# Craftsman 2hp combo router: induction or brush-type motor



## Matison (Aug 6, 2007)

I am wondering if anybody knows if the Craftsman router kit that is on sale at Sears now has an induction or brush motor?
I would prefer to get a router with an induction motor, so that it will require less maintenance, and last longer.

Matt


----------



## Charles M (Apr 10, 2006)

Matt,

As far as I know there are no induction motor hand held routers on the market so I am confident that it is a universal (brush type) motor.


----------



## vapochilled (May 2, 2007)

AC induction motors this size, would not have enough torque. Most if not all quality tools will use a brushed motor


----------



## Matison (Aug 6, 2007)

I've read the reviews of a few routers that claim to have induction motors. One is the Porter Cable Flex Router. Another is the Hitachi 3 1/4HP Plunge Router. I don't claim to know much about this subject. It is just that I have read that induction motors tend to last longer.


----------



## bobj3 (Jan 17, 2006)

Hi Matison

You may have hit on something we all need to know...about

induction motors

http://en.wikipedia.org/wiki/Induction_motor

Specification 1300W induction motor, ½” collet, Micro adjust Guide fence, Built-in fine height adjuster – 0.2mm divisions. Plunge operated by a thumb lever, Rubber coated ergonomicly shaped handles, Locking on-off switch, Plunge depth 66mm, Cost £200 

http://www.ciao.co.uk/Porter_Cable_Flex_Router__5329215

Porter Cable 9984RJS 19.2 Volt Cordless Drill/Driver, Router, Jig Saw Combo Kit .... Four-pole, 1725 RPM induction motor for long life and quiet operation

by Porter-Cable. From $279.99. Oil free pump design for durability and no maintanence, Two... More pole, 3450RPM induction motor for maximum air delivery,

AllProTools.com carries a full selection of Porter Cable power tools at the ... Two-pole, 3450 RPM capacitor start induction motor for maximum air delivery

The Porter Cable C2002-WK is an oil-free 1.5 HP running pancake-style air compressor. The induction motor provides longer life and better performance

==================


----------



## harrysin (Jan 15, 2007)

**INFORMATION SHOWN:**
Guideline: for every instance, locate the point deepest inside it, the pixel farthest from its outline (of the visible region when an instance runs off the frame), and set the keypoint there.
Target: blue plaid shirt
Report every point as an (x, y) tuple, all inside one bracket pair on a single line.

**SET PROBLEM:** Name each distinct username that heads a post in the router motor forum thread, counting each name once.

**WRITTEN SOLUTION:** Matison, Charles M, vapochilled, bobj3, harrysin